Named object pointing entries
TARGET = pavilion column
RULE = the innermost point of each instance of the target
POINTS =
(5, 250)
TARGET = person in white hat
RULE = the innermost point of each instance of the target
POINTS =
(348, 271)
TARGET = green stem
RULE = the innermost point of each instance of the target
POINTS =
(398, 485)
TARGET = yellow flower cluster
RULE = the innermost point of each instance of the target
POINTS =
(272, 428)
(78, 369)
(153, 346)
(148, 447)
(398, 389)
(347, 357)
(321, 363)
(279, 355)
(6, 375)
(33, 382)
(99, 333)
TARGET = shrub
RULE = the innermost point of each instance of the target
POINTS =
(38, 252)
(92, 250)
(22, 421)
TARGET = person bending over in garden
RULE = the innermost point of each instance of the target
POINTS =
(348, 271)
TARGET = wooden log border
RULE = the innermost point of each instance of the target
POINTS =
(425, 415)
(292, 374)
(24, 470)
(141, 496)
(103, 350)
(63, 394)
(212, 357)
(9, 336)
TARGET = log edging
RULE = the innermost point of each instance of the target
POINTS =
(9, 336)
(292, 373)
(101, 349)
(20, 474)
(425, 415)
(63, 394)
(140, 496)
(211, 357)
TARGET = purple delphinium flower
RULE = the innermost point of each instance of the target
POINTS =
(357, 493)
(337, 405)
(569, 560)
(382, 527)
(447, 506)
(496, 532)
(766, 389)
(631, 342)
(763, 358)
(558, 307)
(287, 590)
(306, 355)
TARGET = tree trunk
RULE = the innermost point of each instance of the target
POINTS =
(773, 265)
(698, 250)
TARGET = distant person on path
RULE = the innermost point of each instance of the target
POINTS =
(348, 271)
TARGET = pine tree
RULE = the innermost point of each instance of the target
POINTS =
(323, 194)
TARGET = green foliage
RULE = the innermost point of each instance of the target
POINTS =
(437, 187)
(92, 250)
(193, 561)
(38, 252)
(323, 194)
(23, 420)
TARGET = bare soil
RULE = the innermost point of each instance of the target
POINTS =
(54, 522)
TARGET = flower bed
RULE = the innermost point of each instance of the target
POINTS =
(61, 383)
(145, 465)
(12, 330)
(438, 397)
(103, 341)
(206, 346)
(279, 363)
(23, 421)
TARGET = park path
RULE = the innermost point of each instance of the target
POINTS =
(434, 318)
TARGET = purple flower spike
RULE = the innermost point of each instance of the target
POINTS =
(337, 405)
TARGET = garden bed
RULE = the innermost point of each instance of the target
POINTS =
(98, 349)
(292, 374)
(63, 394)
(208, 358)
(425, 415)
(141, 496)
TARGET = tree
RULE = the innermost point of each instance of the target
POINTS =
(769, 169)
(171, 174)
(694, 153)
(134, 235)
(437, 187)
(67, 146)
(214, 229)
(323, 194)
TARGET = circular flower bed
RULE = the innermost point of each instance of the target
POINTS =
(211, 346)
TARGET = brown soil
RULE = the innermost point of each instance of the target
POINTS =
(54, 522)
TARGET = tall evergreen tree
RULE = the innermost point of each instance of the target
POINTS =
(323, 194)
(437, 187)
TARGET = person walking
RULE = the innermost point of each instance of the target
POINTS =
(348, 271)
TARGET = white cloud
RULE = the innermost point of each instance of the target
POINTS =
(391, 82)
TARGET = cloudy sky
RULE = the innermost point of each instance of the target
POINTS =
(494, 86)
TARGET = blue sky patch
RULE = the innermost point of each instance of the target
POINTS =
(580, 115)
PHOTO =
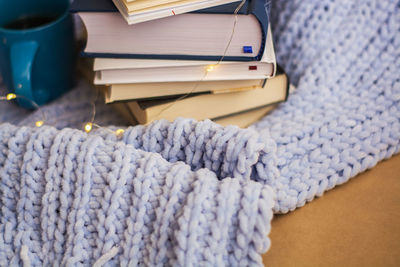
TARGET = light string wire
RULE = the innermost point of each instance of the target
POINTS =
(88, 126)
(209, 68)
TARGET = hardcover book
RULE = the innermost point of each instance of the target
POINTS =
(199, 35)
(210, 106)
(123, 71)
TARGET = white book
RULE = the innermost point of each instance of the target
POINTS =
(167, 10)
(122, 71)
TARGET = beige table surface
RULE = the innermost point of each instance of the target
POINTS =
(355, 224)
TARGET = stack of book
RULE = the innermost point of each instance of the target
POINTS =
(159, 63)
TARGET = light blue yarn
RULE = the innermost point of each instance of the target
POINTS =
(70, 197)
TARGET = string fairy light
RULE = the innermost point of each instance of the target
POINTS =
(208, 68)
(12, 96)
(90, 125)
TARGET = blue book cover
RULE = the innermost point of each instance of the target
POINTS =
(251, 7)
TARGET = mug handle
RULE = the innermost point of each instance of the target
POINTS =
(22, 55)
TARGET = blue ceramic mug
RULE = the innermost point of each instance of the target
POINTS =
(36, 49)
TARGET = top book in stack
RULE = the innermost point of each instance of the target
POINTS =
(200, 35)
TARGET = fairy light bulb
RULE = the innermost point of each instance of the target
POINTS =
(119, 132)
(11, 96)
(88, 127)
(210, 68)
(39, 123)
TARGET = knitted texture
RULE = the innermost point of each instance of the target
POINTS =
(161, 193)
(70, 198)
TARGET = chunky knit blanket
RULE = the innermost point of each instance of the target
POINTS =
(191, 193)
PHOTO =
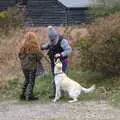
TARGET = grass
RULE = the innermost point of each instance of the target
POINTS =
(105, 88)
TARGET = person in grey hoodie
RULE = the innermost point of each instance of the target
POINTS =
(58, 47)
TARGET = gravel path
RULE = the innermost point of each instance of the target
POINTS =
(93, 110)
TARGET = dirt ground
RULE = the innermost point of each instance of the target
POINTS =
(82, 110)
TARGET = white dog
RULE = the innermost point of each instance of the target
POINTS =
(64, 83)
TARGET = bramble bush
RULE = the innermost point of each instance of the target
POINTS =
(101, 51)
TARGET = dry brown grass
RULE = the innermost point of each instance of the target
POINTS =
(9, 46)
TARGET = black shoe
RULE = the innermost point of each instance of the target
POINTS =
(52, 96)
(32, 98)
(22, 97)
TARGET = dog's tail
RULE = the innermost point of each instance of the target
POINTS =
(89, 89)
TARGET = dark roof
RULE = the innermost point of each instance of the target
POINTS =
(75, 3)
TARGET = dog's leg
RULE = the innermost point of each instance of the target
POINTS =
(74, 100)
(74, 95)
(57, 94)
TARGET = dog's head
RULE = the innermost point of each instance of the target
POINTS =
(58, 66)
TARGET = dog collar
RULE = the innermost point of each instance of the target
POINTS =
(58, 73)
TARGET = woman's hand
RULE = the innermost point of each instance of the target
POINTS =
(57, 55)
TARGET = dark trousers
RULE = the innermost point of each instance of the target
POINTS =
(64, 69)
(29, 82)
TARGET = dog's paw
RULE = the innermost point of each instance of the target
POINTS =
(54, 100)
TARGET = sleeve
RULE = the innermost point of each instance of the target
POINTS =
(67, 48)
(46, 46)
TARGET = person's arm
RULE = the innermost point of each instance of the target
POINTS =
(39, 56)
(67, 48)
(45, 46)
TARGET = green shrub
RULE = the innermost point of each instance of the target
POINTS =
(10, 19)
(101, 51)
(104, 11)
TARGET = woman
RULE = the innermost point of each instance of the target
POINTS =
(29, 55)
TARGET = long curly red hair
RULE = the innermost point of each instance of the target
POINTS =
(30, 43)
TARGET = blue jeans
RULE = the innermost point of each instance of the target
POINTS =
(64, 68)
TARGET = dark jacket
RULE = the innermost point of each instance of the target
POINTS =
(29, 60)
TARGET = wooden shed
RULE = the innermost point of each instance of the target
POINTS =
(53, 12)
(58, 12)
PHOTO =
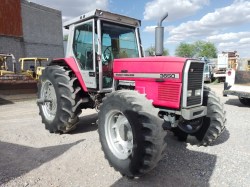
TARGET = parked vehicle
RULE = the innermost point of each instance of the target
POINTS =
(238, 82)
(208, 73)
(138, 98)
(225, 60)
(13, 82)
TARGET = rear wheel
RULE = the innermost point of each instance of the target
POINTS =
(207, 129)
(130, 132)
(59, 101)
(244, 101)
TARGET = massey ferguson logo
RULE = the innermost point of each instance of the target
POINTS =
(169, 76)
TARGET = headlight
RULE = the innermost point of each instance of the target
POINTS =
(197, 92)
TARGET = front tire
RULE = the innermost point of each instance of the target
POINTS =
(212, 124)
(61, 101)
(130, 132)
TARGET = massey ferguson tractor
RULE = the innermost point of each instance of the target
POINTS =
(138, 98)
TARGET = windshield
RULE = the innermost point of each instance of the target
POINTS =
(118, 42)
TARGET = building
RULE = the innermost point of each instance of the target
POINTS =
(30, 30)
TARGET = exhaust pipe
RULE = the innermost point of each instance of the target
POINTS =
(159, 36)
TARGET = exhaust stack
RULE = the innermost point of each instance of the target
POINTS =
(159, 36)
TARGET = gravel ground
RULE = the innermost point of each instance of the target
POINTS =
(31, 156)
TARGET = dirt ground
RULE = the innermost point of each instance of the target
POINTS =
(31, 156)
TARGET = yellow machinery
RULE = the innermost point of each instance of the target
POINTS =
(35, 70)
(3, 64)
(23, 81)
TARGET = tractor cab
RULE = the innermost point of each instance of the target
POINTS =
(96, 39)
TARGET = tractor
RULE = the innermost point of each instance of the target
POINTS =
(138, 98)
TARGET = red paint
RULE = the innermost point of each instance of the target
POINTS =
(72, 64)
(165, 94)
* * *
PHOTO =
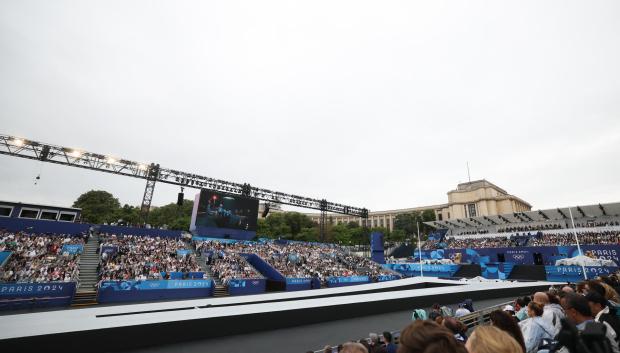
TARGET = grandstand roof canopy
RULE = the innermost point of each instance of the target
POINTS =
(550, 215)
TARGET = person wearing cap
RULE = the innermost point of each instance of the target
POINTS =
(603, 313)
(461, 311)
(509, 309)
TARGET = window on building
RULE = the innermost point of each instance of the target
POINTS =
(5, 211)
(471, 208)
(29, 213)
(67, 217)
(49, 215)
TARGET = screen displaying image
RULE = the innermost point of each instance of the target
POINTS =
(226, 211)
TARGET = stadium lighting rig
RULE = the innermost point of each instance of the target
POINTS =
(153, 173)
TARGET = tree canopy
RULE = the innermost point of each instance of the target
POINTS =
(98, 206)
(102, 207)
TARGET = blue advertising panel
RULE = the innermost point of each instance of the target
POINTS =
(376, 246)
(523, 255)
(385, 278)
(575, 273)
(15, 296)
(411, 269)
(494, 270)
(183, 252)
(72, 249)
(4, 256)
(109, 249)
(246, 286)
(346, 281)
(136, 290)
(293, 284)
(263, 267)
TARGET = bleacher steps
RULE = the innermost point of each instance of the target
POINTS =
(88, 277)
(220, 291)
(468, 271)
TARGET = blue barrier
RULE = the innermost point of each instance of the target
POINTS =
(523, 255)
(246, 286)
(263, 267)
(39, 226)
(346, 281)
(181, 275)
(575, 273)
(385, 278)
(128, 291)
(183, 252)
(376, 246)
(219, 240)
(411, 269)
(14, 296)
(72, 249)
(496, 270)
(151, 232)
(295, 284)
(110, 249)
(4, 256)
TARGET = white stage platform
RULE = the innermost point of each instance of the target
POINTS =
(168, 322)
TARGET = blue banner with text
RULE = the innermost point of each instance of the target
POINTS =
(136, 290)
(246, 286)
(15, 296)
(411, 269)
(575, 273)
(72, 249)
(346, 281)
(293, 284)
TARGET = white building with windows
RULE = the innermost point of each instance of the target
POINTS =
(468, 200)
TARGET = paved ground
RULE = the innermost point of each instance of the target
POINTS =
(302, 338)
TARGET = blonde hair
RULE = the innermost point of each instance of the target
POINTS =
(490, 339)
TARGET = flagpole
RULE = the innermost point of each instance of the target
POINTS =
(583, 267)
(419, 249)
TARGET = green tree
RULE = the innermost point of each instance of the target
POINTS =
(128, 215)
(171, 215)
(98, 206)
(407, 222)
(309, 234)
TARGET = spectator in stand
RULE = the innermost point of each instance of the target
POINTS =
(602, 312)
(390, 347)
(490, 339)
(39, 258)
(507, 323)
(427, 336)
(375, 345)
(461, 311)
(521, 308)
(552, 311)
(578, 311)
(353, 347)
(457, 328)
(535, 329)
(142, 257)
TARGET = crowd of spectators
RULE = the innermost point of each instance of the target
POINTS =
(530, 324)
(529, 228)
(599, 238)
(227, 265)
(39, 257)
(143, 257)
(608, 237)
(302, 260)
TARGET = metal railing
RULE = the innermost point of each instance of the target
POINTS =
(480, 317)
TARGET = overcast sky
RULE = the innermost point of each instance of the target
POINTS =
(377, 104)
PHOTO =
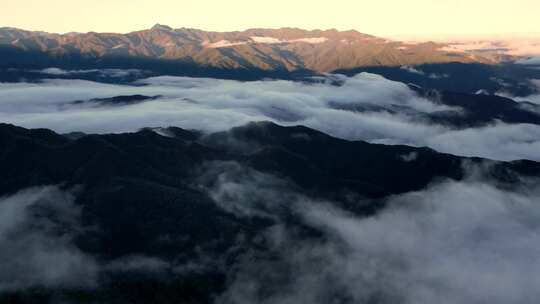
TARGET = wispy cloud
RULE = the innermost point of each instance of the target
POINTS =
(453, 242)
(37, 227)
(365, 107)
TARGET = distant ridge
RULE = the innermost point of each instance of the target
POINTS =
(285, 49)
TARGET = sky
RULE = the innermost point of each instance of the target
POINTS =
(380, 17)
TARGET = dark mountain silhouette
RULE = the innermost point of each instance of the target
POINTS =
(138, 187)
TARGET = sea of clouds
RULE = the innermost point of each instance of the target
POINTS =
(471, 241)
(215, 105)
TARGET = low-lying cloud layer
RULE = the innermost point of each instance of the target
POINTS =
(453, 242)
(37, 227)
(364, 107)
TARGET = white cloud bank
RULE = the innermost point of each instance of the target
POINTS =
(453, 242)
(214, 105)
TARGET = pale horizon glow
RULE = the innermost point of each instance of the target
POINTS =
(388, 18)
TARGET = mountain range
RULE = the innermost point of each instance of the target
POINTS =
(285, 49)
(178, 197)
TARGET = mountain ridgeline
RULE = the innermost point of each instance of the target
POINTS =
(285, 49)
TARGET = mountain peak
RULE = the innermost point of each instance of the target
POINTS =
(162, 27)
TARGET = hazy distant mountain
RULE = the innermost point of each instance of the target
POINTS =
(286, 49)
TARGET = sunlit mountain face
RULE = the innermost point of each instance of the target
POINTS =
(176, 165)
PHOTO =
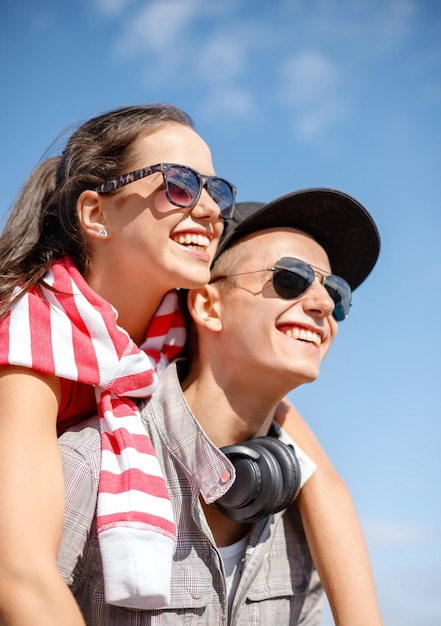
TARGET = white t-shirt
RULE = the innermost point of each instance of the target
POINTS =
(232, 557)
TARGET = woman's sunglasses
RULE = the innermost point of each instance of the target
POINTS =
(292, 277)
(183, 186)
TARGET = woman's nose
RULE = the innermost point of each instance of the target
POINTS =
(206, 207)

*The task:*
Return every line of the records that contains the word "roof".

*Answer to the exercise:*
TARGET = dark roof
TARGET = grandstand roof canopy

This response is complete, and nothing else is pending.